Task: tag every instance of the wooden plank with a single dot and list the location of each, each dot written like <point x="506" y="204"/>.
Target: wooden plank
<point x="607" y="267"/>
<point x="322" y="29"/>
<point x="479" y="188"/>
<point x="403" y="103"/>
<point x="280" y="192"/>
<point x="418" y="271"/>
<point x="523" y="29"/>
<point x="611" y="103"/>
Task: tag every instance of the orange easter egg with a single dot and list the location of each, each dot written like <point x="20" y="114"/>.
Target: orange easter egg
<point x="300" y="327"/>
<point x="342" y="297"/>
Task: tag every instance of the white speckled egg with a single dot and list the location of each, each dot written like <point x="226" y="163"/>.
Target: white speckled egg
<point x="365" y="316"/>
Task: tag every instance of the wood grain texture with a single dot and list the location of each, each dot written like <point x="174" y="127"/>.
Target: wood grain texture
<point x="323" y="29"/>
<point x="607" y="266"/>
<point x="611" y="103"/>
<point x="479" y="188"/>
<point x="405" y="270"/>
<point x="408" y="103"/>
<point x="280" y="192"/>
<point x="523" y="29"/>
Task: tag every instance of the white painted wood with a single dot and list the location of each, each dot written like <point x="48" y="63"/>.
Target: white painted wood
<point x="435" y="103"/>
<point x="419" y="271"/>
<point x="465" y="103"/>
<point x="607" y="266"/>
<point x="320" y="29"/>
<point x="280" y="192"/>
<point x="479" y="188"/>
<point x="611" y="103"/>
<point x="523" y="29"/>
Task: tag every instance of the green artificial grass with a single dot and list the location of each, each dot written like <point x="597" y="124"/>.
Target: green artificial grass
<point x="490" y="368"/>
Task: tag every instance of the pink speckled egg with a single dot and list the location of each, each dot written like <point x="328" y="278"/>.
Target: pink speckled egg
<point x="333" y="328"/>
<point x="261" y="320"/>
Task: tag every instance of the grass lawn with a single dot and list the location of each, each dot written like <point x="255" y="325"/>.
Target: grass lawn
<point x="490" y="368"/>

--- --- ---

Assignment:
Reproduce all of the records precisely. No word may differ.

Result:
Task: tag every instance of the wooden plank with a single dot and list the location of each, each dot written like <point x="506" y="204"/>.
Target: wooden plank
<point x="607" y="267"/>
<point x="322" y="29"/>
<point x="479" y="188"/>
<point x="403" y="103"/>
<point x="280" y="192"/>
<point x="418" y="271"/>
<point x="523" y="29"/>
<point x="611" y="103"/>
Task: tag every instance of the orange easter egg with a single dot and list the location of each, each dot written like <point x="20" y="114"/>.
Target: orange easter egg
<point x="300" y="327"/>
<point x="342" y="297"/>
Task: tag every instance of the white speckled egg with a single dot and list the location of each, each dot written like <point x="226" y="163"/>.
Target: white speckled egg
<point x="365" y="316"/>
Task: tag every instance of the wood grain texture with a single dot and list the location of each, each dot written like <point x="174" y="127"/>.
Target: wood grain texture
<point x="323" y="29"/>
<point x="607" y="266"/>
<point x="611" y="103"/>
<point x="479" y="188"/>
<point x="405" y="270"/>
<point x="408" y="103"/>
<point x="280" y="192"/>
<point x="523" y="29"/>
Task: tag every instance of the white painted wood with a single dot and list the location of each, each dot written like <point x="48" y="63"/>.
Target: white painted wood
<point x="435" y="103"/>
<point x="419" y="271"/>
<point x="465" y="103"/>
<point x="607" y="266"/>
<point x="320" y="29"/>
<point x="280" y="192"/>
<point x="479" y="188"/>
<point x="611" y="103"/>
<point x="523" y="29"/>
Task: tag every instance of the green artificial grass with a single dot and list the location of each, each dot written like <point x="597" y="124"/>.
Target: green artificial grass
<point x="490" y="368"/>
Task: tag every instance of the pink speckled egg with a single dot and list the location of each, each dot written like <point x="328" y="278"/>.
Target: pink speckled egg
<point x="333" y="328"/>
<point x="261" y="320"/>
Task: tag every instance of the grass lawn with a single dot and list the location of each, each dot written like <point x="255" y="325"/>.
Target: grass lawn
<point x="490" y="368"/>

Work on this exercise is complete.